WORK INSTRUCTION 1:
In the Mon Purse article below, list every group that Ms Hopkins said the collapse was a poor outcome for.
WORK INSTRUCTION 2:
From the Mon Purse article below, copy the passage from "They were joined" to "the business’ liquidation." word for word.

TEXT BLOCK:
They were joined by over two dozen other shareholders, many of whom also wealthy property developers or private wealth advisors. It’s unknown what return, if any, they will receive from the business’ liquidation.

Ms Hopkins told The Age and The Sydney Morning Herald she was saddened and “extremely disappointed” to see the collapse of her former business, noting it was a poor outcome for its employees, investors and customers.

Ms Hopkins is no longer the company’s chief executive or even involved with the business, resigning from the role and Mon Purse’s board in 2018. Chief operating officer Andrew Shub is now the sole director of the business.

Media reports from 2018 allege Ms Hopkins lost control of the startup and stepped down from the business following an internal stoush involving Mr Shub. However, the founder says she resigned on her own terms, citing differences in opinion with other directors over the company’s direction.

Mon Purse founder Lana Hopkins at the Selfridge's  launch.

Mon Purse founder Lana Hopkins at the Selfridge’s launch.Credit:Benglean

“I departed the company and resigned from the board as I had a different view from the collective regarding the strategic direction of Mon Purse,” Ms Hopkins said.

DATA PROVIDED:
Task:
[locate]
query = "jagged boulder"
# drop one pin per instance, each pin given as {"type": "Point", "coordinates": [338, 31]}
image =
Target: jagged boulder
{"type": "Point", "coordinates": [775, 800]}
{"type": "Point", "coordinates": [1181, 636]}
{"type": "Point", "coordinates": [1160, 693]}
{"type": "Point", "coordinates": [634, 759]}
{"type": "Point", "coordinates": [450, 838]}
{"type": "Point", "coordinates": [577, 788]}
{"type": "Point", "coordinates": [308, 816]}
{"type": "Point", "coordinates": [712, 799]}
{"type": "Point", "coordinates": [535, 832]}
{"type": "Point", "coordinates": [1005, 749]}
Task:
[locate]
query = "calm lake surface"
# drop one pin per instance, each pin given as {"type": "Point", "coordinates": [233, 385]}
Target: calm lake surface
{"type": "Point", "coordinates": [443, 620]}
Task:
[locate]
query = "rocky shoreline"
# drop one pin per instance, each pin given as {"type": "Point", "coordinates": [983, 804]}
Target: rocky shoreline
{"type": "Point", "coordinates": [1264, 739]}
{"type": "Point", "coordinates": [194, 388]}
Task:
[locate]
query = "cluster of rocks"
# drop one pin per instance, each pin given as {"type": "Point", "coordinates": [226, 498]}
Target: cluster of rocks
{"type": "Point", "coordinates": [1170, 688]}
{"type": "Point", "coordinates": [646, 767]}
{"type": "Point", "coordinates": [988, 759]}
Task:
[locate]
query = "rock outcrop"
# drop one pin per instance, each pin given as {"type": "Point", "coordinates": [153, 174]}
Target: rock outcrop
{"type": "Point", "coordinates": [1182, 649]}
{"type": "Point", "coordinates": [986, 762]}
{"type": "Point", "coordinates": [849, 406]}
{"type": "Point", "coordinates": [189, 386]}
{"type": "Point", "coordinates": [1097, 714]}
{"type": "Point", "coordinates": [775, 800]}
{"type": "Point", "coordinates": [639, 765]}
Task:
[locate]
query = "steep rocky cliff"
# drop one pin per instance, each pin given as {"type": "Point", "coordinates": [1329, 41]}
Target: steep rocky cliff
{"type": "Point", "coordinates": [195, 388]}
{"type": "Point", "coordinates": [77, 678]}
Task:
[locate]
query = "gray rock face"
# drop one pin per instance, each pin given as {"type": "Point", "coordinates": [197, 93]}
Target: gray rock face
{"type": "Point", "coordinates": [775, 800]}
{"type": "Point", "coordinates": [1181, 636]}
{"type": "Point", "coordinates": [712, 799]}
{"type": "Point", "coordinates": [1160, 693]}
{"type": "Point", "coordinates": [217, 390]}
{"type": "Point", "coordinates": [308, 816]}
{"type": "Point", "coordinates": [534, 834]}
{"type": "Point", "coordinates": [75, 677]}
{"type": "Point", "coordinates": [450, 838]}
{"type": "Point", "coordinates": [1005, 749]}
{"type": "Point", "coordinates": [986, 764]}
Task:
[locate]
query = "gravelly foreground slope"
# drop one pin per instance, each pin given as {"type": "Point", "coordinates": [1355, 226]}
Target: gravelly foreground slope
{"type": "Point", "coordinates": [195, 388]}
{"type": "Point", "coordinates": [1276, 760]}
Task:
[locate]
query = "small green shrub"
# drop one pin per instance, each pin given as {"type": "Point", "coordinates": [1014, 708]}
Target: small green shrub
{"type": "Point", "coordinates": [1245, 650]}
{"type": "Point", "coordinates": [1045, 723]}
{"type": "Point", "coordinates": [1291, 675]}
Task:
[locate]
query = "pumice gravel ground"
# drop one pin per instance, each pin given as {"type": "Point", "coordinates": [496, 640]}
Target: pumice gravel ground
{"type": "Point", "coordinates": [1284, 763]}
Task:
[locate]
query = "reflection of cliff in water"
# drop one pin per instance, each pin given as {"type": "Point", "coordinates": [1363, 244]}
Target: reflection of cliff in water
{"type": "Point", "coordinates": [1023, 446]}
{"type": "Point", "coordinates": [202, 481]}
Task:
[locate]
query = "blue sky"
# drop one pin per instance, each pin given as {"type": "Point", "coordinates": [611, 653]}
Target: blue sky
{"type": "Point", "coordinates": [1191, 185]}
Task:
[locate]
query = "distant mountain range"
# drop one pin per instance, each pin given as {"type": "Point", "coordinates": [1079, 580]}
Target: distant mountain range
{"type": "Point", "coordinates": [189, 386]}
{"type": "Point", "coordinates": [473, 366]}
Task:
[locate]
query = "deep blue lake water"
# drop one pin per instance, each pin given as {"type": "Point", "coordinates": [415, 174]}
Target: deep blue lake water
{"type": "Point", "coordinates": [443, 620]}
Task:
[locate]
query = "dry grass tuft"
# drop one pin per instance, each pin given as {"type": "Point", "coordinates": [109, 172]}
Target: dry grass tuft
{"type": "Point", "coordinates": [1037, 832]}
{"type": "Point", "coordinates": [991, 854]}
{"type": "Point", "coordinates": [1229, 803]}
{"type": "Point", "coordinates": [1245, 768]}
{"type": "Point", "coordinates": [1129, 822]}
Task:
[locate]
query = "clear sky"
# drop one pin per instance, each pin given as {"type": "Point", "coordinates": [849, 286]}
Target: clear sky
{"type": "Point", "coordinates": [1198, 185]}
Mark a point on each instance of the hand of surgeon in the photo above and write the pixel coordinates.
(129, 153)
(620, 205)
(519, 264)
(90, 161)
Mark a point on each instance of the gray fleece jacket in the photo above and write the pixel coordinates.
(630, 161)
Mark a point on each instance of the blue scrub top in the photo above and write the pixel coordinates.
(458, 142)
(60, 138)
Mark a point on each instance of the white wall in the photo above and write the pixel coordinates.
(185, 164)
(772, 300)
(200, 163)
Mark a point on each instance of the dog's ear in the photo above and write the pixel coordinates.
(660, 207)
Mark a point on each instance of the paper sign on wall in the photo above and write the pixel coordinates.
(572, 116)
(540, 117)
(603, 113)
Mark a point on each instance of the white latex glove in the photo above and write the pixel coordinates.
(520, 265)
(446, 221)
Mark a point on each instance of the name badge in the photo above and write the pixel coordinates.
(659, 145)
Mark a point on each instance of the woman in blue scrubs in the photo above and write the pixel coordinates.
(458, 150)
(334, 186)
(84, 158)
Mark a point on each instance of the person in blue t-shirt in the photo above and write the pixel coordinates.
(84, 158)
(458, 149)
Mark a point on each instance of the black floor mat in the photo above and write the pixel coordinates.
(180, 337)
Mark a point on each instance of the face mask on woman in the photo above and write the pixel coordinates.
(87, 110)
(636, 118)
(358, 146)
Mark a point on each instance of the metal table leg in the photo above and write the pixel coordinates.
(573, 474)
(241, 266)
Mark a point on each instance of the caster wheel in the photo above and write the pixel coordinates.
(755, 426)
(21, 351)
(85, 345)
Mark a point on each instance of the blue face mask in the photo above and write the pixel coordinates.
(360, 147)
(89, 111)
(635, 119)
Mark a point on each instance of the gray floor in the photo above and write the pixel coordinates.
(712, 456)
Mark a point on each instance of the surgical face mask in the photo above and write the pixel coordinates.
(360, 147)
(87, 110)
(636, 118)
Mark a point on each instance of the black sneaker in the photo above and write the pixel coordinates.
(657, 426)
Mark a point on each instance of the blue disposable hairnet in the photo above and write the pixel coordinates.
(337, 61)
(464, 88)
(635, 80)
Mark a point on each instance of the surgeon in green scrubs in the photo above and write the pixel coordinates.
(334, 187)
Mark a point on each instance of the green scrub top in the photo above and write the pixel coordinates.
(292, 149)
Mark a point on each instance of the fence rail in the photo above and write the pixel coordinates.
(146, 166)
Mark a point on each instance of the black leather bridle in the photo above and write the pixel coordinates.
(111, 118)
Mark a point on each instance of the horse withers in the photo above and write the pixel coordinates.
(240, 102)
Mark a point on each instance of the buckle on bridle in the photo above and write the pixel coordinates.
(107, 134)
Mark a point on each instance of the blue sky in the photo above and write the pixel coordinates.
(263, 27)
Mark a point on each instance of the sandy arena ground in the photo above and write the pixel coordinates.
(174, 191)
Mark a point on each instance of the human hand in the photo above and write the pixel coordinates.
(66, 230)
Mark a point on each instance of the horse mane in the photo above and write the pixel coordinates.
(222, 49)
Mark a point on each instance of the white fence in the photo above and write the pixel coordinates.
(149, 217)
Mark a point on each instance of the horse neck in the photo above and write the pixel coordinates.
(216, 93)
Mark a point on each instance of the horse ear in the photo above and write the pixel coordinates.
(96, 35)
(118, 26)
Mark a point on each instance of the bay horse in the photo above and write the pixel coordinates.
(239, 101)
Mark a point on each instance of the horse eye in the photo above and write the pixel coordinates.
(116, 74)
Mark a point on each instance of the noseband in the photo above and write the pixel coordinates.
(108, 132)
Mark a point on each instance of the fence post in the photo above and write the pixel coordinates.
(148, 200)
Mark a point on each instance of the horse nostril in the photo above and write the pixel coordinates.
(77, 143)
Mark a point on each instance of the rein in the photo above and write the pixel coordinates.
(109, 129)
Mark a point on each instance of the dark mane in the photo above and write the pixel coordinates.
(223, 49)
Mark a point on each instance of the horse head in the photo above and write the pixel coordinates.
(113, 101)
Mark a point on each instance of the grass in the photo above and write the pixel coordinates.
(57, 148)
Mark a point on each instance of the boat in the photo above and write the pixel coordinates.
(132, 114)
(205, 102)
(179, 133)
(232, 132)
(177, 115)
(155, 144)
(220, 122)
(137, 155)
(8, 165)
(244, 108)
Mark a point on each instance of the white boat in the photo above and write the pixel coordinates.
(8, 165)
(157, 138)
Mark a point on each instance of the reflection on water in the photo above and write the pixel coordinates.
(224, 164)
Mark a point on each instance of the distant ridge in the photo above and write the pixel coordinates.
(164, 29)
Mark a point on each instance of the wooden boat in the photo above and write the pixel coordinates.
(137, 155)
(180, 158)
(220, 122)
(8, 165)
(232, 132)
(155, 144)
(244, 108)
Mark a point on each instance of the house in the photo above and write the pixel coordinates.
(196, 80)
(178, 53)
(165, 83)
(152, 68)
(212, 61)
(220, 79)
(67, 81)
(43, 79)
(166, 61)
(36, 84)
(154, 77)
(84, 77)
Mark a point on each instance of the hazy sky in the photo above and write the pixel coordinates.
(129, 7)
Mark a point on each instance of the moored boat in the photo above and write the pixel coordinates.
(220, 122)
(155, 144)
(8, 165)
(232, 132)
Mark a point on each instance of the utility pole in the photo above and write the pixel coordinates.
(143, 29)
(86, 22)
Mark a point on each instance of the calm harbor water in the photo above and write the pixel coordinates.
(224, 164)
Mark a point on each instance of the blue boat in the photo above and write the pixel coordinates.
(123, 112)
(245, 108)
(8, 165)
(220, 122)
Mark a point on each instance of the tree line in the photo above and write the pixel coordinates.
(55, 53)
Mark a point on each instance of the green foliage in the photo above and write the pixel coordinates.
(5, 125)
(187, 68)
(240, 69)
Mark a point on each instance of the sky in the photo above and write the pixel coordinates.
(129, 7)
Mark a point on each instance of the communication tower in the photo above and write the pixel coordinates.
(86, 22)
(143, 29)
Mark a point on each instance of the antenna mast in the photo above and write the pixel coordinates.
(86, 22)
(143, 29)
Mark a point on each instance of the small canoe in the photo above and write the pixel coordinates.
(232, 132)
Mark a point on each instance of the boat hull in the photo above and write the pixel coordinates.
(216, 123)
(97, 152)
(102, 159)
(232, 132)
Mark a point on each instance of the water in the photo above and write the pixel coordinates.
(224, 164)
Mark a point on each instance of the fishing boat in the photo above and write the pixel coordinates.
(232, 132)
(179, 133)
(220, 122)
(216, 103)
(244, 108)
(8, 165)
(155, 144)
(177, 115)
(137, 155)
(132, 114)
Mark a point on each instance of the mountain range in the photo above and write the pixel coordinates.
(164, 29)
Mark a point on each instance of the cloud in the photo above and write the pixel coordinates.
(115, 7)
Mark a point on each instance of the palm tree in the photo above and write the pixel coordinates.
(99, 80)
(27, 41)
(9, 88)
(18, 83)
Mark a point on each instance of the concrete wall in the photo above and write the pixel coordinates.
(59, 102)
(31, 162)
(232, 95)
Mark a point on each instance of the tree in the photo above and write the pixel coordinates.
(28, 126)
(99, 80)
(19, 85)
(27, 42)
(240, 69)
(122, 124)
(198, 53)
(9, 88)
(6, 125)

SOLUTION 1:
employees, investors, customers

SOLUTION 2:
They were joined by over two dozen other shareholders, many of whom also wealthy property developers or private wealth advisors. It’s unknown what return, if any, they will receive from the business’ liquidation.